■ Raw data ■
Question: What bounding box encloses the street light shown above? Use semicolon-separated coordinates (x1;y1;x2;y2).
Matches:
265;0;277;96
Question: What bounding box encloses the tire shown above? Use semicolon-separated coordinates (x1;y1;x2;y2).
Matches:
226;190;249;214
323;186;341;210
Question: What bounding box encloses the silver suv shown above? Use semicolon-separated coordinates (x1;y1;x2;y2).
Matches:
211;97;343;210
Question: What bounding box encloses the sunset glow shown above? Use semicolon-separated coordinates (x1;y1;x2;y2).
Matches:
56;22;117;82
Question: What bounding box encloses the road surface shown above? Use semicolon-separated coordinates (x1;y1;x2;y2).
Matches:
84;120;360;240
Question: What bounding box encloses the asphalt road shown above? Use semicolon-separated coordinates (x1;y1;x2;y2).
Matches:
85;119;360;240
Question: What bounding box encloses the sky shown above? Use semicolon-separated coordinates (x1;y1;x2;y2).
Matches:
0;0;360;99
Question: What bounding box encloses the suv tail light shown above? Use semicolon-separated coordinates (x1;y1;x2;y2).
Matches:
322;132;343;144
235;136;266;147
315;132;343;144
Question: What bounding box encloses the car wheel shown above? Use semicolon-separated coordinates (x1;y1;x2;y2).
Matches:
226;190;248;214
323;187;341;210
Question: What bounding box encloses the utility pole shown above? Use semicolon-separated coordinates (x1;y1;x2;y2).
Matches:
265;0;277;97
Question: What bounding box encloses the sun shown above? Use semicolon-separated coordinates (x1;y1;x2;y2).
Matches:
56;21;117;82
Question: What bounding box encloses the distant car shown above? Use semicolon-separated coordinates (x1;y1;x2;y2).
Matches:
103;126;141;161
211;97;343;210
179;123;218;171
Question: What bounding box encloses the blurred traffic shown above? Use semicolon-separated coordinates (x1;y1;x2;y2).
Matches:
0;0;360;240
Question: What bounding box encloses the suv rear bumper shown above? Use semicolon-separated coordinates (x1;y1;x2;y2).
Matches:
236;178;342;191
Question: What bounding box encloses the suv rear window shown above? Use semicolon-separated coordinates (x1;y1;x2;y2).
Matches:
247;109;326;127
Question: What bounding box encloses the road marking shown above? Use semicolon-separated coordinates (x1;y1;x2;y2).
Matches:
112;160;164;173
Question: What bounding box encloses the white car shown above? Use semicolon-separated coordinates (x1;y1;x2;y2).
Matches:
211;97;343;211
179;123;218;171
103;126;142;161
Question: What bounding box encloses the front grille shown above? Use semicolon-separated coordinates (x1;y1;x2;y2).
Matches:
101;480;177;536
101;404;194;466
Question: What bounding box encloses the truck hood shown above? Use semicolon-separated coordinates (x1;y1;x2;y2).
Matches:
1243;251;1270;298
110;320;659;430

■ Your instructions ■
Reproduce the data word for word, from its very first line through the line that contains "315;132;343;144", including that line.

■ Answer to the exercise ■
Question: What bounding box encloses the street light shown above? Use semicolon-separated coordinates (x1;y1;x2;y2).
Matches:
265;0;277;96
Question: What bounding box encloses the tire shown above? Use semicolon-separated coordinates (x1;y1;x2;y2).
Matches:
226;190;249;214
323;186;341;210
Question: What bounding box encloses the silver suv shown above? Use semicolon-separated coordinates (x1;y1;x2;y2).
Matches:
211;97;343;210
Question: What bounding box encloses the sunset glow shown above? Use semicolon-separated coordinates (x1;y1;x2;y2).
Matches:
56;22;117;82
Question: What bounding box encloses the road surface shown above? Use semicolon-separated coordinates (x1;y1;x2;y2).
Matches:
84;120;360;240
Question: What bounding box encloses the asphalt road shown above? Use semicolon-separated coordinates (x1;y1;x2;y2).
Matches:
85;119;360;240
Question: What bounding box encloses the sky shown above? Use semicolon-separated coordinates (x1;y1;x2;y2).
Matches:
0;0;360;99
Question: What bounding box encloses the suv tail light shown above? Use semicolon-separated coordinates (x1;y1;x2;y2).
Matches:
322;132;343;144
235;136;266;147
315;132;343;144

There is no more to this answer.